--- start of Passage given ---

Possession of a controlled drug contrary to Article 6(1) of the Misuse of Drugs (Jersey) Law, 1978: Count 3: diamorphine. Count 4: cannabis. |
Carlos Jordano Gouveia Viveiros
1 count of: |
Possession of a controlled drug, contrary to Article 6(1) of the Misuse of Drugs (Jersey) Law, 1978: Count 5: diamorphine. |
1 count of: |
Possession of a controlled drug, with the intent to supply contrary to Article 6 (2) of the Misuse of Drugs (Jersey) Law, 1978: Count 6: diamorphine. |
[On 24th January, 2003, the Defendant's plea of not guilty to count 5 was accepted by the Crown].
Ruling by the Court, on applications by the first two defendants that, in relation to offences under
Article 5 (c) of the Misuse of Drugs (Jersey) Law 1978:
(1) the Judgment of he Court of Appeal in McDonough -v- AG (28th September 1994) Jersey Unreported binds the Royal Court and has not been overruled by Rimmer and Ors -v- AG [2001] JLR 373; and
(2) it is not necessary for there to be evidence of specific, intended supply; evidence of general drug dealing would be sufficient, in which accused has participated in some measure.
M St J O'Connell, Esq., Crown Advocate.
Advocate J Bell for L.M.S. Antunes
Advocate D Cadin for S.T. Saraiva
C.J.G. Viveiros did not appear and was not represented.
judgment
the DEPUTY bailiff:
1. I have been asked to rule on certain points of law in connection with the proposed sentencing of the first two defendants. Viveiros has taken no part in this hearing as the issues raised do not concern him.
2. In order to appreciate the legal points it is necessary to outline the circumstances of the offences. However it is only the sentencing Court, comprising the Jurats, which may make definitive findings of fact. Accordingly any view which I express as to the facts must be regarded as provisional; any final determination of the facts rests entirely with the Jurats.

--- end of Passage given ---
--- start of Dataset records ---

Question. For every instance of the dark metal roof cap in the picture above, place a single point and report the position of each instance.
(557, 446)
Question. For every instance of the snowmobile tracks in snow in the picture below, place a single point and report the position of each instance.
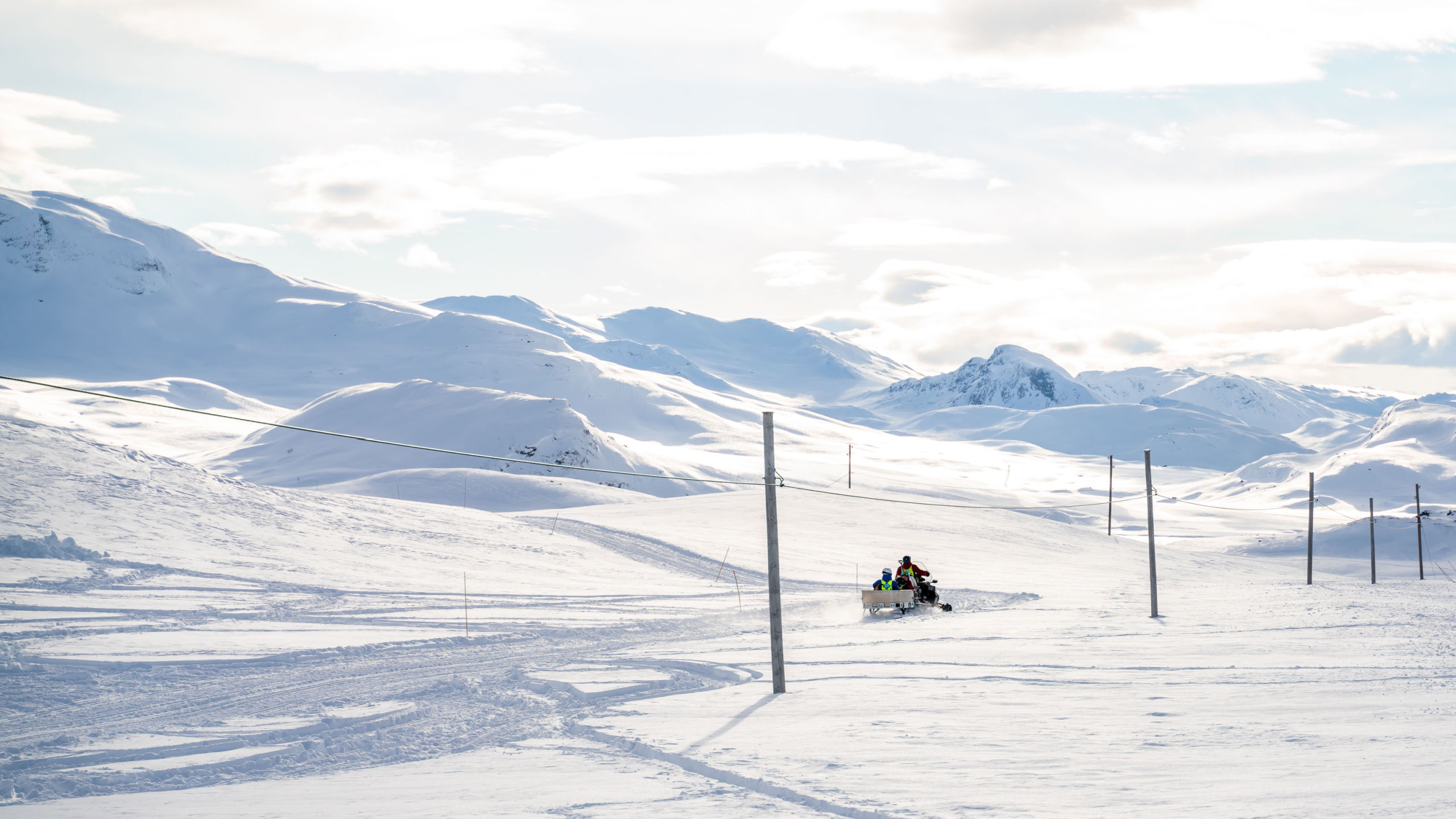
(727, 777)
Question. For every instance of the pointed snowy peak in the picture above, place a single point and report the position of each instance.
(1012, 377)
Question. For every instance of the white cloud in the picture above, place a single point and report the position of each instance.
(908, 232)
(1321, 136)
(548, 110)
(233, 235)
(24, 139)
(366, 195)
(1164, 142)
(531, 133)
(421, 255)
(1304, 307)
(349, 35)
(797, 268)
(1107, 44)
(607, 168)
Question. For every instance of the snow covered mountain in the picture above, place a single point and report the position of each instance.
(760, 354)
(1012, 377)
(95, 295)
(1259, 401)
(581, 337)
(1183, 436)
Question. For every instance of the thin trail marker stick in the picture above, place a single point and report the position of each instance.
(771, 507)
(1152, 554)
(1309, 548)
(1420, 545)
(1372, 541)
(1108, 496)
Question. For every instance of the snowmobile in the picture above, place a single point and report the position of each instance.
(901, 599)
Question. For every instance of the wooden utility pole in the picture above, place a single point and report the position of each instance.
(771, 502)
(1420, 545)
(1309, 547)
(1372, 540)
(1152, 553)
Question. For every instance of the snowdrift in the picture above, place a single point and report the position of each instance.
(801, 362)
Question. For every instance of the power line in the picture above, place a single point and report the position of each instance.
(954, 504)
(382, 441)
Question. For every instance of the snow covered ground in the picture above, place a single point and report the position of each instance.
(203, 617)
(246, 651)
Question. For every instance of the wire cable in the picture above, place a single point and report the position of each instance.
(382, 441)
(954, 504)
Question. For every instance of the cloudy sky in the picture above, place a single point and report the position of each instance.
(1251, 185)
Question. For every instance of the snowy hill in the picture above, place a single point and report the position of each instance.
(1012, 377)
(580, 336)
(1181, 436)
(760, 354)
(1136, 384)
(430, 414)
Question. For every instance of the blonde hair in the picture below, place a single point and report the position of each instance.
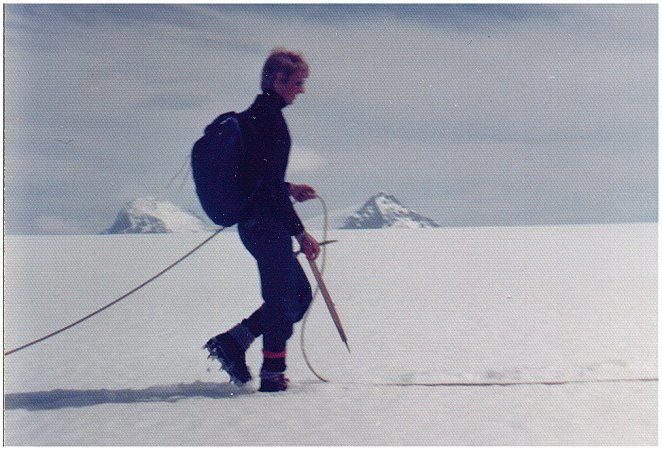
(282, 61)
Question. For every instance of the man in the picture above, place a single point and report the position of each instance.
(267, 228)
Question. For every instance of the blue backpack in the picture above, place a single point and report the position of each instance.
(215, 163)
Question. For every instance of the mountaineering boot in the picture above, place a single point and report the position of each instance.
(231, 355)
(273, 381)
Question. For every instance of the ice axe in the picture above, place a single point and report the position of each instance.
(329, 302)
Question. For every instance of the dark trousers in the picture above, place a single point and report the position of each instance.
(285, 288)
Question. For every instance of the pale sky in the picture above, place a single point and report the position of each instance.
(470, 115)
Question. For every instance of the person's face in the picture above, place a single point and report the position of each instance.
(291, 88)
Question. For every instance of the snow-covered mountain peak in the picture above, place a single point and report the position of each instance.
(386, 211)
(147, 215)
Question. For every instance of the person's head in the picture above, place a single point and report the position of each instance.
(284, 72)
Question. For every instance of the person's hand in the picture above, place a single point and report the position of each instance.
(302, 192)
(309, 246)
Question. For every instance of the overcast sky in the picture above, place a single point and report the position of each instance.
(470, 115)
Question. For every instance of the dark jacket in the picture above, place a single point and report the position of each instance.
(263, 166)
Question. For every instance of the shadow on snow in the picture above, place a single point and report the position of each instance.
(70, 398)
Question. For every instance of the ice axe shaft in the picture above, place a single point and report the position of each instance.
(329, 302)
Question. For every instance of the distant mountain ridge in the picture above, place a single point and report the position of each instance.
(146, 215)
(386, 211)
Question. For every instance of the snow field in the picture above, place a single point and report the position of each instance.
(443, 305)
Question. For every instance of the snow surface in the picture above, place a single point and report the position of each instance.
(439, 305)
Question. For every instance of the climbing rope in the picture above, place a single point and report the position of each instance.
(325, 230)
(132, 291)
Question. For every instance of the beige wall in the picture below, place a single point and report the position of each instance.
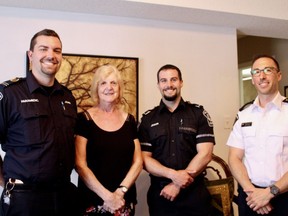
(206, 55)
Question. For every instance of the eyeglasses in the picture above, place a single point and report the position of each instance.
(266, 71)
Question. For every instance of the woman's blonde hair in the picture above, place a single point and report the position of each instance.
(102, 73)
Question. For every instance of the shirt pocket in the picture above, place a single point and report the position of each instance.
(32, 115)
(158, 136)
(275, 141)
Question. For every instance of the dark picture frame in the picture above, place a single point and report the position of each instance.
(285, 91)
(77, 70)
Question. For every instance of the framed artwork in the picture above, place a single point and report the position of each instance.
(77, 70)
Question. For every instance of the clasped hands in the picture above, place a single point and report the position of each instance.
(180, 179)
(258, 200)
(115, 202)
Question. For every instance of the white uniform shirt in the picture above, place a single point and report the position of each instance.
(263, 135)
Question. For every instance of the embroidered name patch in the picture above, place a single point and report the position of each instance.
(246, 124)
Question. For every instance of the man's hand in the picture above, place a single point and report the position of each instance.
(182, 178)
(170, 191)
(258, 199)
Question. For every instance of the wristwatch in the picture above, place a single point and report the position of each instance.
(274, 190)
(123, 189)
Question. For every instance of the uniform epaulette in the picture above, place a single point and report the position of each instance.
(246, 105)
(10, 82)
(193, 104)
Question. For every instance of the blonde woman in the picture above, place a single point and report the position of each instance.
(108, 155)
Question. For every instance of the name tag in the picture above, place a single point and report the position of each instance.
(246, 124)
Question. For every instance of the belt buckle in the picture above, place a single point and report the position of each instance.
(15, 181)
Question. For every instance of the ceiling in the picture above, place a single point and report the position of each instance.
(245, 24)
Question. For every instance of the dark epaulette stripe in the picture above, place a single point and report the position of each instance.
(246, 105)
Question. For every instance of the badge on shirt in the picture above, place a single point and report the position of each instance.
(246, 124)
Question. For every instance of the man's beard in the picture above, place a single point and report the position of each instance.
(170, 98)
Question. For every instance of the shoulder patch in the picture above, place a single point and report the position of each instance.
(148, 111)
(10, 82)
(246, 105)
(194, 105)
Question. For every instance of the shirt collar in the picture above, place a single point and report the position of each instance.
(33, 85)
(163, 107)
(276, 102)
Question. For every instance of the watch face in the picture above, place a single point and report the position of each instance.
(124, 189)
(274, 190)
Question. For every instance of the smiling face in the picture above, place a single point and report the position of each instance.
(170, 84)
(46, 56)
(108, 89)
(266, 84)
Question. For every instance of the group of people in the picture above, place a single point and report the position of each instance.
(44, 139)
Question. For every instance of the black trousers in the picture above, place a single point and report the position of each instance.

--- end of Dataset records ---
--- start of Dataset records ---

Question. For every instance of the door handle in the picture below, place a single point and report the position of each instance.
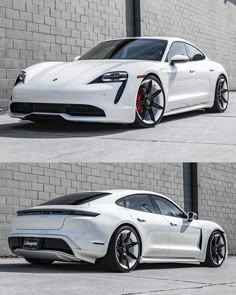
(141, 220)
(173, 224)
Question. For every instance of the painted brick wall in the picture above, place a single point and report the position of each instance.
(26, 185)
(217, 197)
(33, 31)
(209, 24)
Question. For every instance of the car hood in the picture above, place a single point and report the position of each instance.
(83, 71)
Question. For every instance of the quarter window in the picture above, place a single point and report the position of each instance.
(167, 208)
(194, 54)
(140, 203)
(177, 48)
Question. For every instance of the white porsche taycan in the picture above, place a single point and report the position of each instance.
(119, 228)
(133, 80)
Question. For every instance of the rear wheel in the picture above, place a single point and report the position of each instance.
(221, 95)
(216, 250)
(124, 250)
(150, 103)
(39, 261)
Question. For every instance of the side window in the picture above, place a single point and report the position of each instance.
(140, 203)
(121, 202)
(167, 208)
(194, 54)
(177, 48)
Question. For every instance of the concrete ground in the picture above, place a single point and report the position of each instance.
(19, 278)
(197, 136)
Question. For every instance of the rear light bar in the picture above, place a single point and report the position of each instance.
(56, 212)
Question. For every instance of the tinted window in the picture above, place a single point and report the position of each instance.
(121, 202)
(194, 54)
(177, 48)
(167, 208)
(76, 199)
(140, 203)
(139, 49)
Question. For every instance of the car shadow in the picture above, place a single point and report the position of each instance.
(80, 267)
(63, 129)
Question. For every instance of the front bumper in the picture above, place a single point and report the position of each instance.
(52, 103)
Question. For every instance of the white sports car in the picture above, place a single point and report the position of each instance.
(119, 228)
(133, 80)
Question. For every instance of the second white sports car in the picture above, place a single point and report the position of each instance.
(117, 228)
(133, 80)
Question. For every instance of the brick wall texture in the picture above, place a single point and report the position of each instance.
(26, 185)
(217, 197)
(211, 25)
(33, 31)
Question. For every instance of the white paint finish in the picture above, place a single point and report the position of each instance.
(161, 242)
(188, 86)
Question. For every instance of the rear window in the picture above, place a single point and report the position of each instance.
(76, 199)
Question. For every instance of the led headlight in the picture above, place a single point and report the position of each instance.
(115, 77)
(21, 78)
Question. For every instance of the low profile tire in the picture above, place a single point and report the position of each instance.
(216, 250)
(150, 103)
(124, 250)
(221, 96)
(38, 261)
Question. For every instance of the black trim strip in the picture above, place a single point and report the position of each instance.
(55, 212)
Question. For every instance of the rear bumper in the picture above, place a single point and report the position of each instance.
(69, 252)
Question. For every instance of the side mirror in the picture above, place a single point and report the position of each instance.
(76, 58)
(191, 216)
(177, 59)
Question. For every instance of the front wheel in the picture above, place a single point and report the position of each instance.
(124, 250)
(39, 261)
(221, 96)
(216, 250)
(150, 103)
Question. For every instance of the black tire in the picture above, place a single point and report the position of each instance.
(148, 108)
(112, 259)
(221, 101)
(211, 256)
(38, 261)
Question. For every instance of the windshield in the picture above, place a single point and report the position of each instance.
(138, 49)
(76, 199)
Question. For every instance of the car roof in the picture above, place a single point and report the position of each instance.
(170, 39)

--- end of Dataset records ---

* Required tasks
(a) According to the court ruling, on what date did the Crown accept the Defendant's plea of not guilty to count 5?
(b) Return each line of the entries that contains the word "white", matching case exactly.
The entries are unrelated to the court ruling.

* Answers to the exercise
(a) 24th January, 2003.

(b)
Question. For every instance of the white cloud in the picture above, place a single point and report the position of each instance.
Question. For every instance of the white uniform shirt in the picture above, place a single point and report the position of each instance.
Question. For every instance of the white porsche taycan in the picture above, place a single point and report the position of each instance.
Question. For every instance of the white sports car in the picture above, place a single point and report the position of each instance.
Question. For every instance of the second white sports car in the picture above, place a single point and report the position of each instance.
Question. For every instance of the white paint finish in the picture above, place a single point and report the position of each instance.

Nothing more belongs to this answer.